» **Instructions for the task**: Repeat the lines below word for word, omitting the picture.

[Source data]
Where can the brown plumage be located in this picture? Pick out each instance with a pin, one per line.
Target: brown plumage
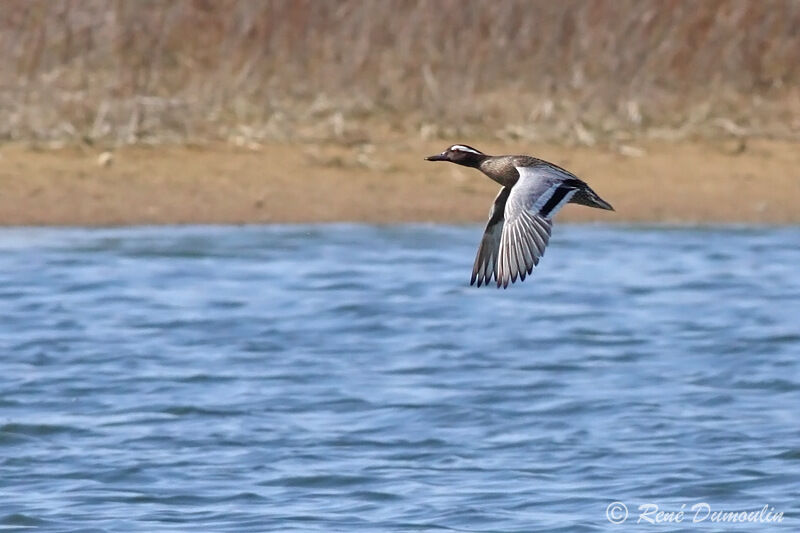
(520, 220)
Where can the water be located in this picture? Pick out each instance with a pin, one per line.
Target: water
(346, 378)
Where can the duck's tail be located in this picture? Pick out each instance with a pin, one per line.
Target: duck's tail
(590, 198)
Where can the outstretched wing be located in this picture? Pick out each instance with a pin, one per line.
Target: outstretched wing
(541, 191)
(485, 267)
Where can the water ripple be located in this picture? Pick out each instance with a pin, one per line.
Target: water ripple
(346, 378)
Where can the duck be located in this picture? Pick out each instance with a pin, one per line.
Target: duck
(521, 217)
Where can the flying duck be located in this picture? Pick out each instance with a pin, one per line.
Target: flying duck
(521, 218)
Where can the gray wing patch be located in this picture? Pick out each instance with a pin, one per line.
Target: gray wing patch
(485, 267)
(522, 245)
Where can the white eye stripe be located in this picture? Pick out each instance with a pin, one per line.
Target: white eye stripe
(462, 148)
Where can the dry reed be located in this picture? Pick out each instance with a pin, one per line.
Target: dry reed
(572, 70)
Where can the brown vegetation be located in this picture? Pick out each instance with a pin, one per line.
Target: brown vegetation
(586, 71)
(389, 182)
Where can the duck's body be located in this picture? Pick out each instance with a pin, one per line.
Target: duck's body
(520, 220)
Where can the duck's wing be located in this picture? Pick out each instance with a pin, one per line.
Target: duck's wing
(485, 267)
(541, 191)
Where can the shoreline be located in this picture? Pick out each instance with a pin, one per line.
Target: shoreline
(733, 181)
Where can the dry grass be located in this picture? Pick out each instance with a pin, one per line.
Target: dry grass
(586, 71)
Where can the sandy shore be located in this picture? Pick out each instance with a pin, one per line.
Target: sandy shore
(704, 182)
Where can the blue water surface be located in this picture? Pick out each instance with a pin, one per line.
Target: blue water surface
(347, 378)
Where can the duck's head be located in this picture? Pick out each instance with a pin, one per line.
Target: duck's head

» **Exercise output**:
Where can the brown plumage be located in this picture? Pick out each instance with a pin, one per line.
Target: brown plumage
(520, 220)
Where can the water be located in this picture? Pick out each instance with a pin, one per line.
Target: water
(346, 378)
Where can the duck's tail be located in this picture? Pick out each instance with a pin, one per line.
Target: duck's tail
(590, 198)
Where can the outstretched wing be located in this picture? Pick out each instance with a pin, one per line.
Target: outstretched wing
(541, 191)
(485, 267)
Where can the water ripple be located in this picture? Pick out each instance with a pin, one per line.
Target: water ripple
(346, 378)
Where can the duck be located in this picture? Pick out each instance with a pin, one per line.
Target: duck
(521, 217)
Where can the flying duck be located in this picture? Pick out each instance with a pin, one per line.
Target: flying duck
(521, 218)
Where can the gray wing patch be located in this picture? Pick out each instance with a pin, one per line.
Target: gray wing patch
(485, 267)
(522, 245)
Where can the white eye stripe be located in this picture? Pick out each instance with a pin, one per line.
Target: white eye stripe
(462, 148)
Where can the dry reed be located in this picture? Pick out each instance with a pin, one per line.
Target: dry reed
(572, 70)
Where can the brown vegetation be located in this picture? Pick out each instance with a pin, one per line.
Target: brown vegetation
(586, 71)
(389, 182)
Where can the duck's body be located in this picture? Pick out each instance with a pin, one per line.
Target: duck's body
(520, 220)
Where can the duck's wing be located in this picture? Pick out each instance with a pin, one per line.
Target: duck's wing
(485, 267)
(541, 191)
Where can the shoreline be located in this picture? Pick out each instance with a pin, one per line.
Target: shoreline
(733, 181)
Where can the dry grass be located in this picture? Pick out each instance with a pin, one per line.
Target: dry grass
(586, 71)
Where can the sandy shore be located in this picture? Pick out each instance with a pin, one per line.
Target: sandy shore
(704, 182)
Where can the blue water surface be located in this picture? Pick out each instance with a pin, one per line.
Target: blue water surface
(347, 378)
Where can the duck's head be located in this picture? Pick out each instance with a pin, one per line.
Target: duck's head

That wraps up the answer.